**DOCUMENT SEGMENT**

However, it is important to reiterate the key point that any objective algorithms of these types should only ever be considered as tools to be used as part of the overall assessment process, which overall includes significant degrees of subjectivity. In the first instance, the algorithmic frameworks presented in this series for word marks focus only on visual (spelling) and aural (pronunciation - with a specific basis in American English) similarity, with no account taken of conceptual similarity (i.e. meaning) or the influence of any associated logos, imagery or mark stylisation. Overall, dispute decisions are often reliant on an assessment of the likelihood of confusion between the marks in question, which is generally also dependent on a range of other factors, including the distinctiveness, degree of overlap of associated goods and services, strength and degree of renown of the marks, documented evidence of actual confusion, and the degree of attention paid by a typical consumer - many of which may vary between different geographical regions[2,3]. Some of the factors generally considered for the components which can be measured algorithmically (such as typically putting greater weight on comparisons between elements appearing at the start of the marks in question, and greater emphasis on differences appearing within shorter marks[4]) can, and have, been built into the proposed algorithms wherever possible. 

The degree of similarity (of each type) between marks is often specified in dispute cases as 'high', 'medium' or 'low'; with this in mind, it seems reasonable (where constructing any measurement algorithm) to formulate the output as a similarity score (as proposed for colour marks in the previous article[5] in this series), which aligns broadly with this framework but offers a more quantitative basis for comparison (though keeping in mind that all of the above caveats also still apply!).

Formulation of the similarity score algorithm

The similarity score used for comparison of pairs of word marks (Swor), in both the previous study and this follow up, reflects both visual (spelling) and aural (pronunciation) similarity (only).

**THE EXERCISE**
Extend the passage on scoring similarity between trademark word marks, starting right after its final sentence. The lines that come next were taken from a separate source.

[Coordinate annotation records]

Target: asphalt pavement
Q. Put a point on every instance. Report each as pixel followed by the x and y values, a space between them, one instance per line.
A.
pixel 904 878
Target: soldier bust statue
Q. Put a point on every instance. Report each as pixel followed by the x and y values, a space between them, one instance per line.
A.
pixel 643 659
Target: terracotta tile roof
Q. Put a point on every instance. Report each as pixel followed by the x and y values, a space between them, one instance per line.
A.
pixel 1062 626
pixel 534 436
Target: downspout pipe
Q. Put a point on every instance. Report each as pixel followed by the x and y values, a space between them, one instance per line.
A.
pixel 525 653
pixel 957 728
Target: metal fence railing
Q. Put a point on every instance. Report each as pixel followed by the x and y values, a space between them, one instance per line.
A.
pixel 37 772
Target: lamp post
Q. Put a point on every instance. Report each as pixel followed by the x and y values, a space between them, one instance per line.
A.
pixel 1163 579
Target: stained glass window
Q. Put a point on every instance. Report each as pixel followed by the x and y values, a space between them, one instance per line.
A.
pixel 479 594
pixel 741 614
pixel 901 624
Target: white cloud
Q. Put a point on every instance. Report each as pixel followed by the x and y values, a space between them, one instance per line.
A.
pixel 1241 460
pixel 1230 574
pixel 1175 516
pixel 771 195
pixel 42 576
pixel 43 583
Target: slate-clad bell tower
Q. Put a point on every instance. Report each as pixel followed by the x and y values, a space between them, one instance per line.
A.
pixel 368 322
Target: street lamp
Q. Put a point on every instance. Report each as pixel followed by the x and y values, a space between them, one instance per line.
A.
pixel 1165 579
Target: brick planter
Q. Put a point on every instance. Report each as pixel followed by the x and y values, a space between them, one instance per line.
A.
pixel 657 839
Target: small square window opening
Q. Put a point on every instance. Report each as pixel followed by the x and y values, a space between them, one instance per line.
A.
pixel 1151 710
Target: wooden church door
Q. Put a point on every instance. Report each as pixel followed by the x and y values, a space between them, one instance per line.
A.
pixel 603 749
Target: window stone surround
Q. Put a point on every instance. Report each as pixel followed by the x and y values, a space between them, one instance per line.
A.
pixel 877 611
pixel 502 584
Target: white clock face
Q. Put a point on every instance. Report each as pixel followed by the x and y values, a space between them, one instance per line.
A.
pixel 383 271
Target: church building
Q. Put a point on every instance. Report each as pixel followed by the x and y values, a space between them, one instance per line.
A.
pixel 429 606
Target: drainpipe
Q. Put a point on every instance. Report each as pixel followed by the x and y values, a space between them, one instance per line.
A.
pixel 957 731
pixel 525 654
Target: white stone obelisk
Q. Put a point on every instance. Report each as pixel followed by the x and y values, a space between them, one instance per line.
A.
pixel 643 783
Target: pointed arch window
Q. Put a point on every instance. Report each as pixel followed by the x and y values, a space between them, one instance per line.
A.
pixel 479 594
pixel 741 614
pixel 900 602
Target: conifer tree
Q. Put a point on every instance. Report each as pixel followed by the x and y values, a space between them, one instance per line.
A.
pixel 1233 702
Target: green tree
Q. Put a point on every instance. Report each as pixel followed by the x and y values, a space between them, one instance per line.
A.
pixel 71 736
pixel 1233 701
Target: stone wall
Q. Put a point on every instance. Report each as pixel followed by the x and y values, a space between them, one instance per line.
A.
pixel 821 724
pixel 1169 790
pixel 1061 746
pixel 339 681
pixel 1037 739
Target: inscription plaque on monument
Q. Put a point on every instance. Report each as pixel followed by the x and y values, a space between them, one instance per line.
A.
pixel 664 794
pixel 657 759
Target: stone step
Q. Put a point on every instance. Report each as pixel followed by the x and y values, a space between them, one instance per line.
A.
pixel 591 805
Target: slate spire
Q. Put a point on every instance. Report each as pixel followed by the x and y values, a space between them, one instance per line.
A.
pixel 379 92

**RESULT OF THE TASK**
As in the initial version, visual similarity between the marks (i.e. in terms of their spelling) is quantified using two distinct algorithms, each of which reflects different aspects of the similarity. The two algorithms (each of which generates a score which can be expressed as a percentage) are:

  • The fuzz.ratio metric (FLev), an algorithm implemented in the Python package 'fuzzywuzzy'[6], based on the concept of Levenshtein distance - a way of quantifying the number of edits required to transform one string into the other - but also taking account of other factors (including the length of the strings).
  • The Jaro-Winkler similarity algorithm (and score (simj)) (as implemented in the the Python package 'Levenshtein'[7]), which includes an element of consideration of the proximity of the matching / non-matching characters to the start of the strings. 

In the simplest formulation of the overall algorithm (and as retained here), the score component reflecting overall visual similarity (Svis) is expressed just as the simple mean of the above two scores (as below), although it would be possible to apply different weightings if required.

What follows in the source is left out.